■ **GIVEN INFORMATION**

○ ○ ○

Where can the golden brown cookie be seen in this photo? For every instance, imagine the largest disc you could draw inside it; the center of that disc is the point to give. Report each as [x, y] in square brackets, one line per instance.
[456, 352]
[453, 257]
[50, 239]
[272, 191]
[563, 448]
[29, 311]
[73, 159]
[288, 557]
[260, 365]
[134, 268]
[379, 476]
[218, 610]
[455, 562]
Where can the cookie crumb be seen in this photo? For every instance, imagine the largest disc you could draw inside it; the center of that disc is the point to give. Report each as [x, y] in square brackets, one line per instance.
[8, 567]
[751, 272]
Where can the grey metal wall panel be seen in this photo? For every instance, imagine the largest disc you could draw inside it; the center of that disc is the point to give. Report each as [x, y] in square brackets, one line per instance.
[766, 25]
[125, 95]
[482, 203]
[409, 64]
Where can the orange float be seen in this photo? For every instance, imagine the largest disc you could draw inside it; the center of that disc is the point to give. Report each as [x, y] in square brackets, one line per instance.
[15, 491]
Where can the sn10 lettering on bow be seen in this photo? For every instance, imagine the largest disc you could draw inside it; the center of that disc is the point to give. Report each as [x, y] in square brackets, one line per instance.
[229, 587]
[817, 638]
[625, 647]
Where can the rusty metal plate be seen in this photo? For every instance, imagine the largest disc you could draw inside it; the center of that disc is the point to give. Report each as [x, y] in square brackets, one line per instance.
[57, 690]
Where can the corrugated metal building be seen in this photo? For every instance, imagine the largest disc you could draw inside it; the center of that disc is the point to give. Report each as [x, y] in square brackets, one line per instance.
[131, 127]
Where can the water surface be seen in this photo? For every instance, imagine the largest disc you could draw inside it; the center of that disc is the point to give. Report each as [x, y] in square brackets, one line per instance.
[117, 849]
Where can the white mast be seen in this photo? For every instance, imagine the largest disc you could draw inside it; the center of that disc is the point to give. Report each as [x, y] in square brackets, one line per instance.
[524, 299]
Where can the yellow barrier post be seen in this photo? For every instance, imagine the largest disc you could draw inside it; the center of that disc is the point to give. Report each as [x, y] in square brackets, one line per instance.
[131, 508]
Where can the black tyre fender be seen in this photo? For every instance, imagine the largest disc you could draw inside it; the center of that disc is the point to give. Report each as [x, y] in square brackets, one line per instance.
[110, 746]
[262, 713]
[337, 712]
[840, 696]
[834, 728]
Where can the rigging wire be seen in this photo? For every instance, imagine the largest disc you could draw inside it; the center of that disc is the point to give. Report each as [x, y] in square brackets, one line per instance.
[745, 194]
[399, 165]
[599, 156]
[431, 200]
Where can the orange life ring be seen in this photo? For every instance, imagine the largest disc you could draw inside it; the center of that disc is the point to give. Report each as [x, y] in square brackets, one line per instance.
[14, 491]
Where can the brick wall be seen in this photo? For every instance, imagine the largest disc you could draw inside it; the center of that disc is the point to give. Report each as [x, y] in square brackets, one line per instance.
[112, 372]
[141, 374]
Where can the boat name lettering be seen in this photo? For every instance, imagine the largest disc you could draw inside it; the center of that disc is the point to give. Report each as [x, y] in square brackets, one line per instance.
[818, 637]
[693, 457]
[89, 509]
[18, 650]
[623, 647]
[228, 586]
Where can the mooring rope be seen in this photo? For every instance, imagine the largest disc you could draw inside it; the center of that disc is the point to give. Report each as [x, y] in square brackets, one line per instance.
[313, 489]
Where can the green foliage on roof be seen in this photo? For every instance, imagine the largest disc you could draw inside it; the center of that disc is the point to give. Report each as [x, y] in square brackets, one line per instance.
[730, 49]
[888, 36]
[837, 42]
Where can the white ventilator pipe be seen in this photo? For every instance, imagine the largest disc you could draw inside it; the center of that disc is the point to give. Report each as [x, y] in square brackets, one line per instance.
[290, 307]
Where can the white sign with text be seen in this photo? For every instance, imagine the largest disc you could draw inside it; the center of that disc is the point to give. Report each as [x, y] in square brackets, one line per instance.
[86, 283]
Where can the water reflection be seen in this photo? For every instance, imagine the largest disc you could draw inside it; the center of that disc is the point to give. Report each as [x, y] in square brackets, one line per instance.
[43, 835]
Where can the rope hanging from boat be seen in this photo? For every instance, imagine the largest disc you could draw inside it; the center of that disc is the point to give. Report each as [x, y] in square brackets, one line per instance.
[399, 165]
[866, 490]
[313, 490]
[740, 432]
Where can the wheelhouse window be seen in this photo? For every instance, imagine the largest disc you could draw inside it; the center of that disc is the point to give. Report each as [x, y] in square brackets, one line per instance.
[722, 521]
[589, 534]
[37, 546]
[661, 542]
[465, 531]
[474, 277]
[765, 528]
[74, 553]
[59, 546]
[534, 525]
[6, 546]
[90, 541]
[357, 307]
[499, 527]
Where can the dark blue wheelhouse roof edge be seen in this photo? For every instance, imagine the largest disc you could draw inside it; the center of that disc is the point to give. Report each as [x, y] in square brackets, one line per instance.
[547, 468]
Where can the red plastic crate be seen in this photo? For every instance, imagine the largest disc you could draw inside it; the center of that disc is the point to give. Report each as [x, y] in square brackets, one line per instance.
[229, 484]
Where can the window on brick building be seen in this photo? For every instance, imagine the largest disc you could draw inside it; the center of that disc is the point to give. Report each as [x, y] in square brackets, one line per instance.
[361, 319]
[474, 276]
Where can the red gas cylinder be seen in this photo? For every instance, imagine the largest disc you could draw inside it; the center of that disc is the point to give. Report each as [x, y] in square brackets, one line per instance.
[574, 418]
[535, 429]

○ ○ ○

■ **WORK TO BE COMPLETED**
Print nothing but the lines from the line with "Where can the white sign" to the last line of the records above. Both of those lines count.

■ **CORRECT RESULT**
Where can the white sign with text be seen in this photo? For every instance, imagine the largest disc you could draw inside it; the center of that disc is the point to give. Report each as [x, y] in square brackets, one line per instance.
[86, 283]
Where can the water reflection be seen in this photo? For every instance, imagine the largest disc you could draw inside it; the center of that disc is the point to give. Report each as [x, y] in square brackets, one line per instance.
[43, 835]
Where can the rope hanging from boat be seen in this photo? For every instance, imagine the largest disc you could draw inside it; the center of that disc is the point to give. Report each as [x, y] in square brackets, one line per instance.
[399, 165]
[866, 490]
[313, 490]
[740, 432]
Where can the wheelhouse window be seen in this photo? For every instance, imagine the largest disc you could draw inside it; the center of that disc is the point to give. Report each as [x, y] in square brackets, one line per instance.
[722, 521]
[589, 534]
[37, 546]
[661, 542]
[465, 531]
[474, 277]
[765, 528]
[74, 553]
[59, 546]
[534, 525]
[6, 546]
[90, 541]
[357, 307]
[499, 527]
Where can the dark blue wheelhouse roof edge be seen in this photo? For every instance, imagine the largest disc you could draw inside it; the center of that disc is the point to give. Report each as [x, y] in square brackets, one line per instance.
[547, 468]
Where can the red plastic crate be seen in this photo? For every instance, imagine the largest disc you could draw inside it; the center of that disc is the point to give. Report each as [x, y] in square brackets, one line per instance.
[229, 484]
Where can the window on brick building be seen in this photo? For every instance, imagine the largest disc you could draw inside it; the center of that disc is the point to give. Report each as [x, y] in square brackets, one line per instance.
[361, 319]
[474, 276]
Where can the red gas cylinder be seen in this photo? For every instance, imagine the largest disc you could draw inside it; the center of that disc is the point to give. Report each as [x, y] in square brackets, one line per instance.
[574, 418]
[535, 429]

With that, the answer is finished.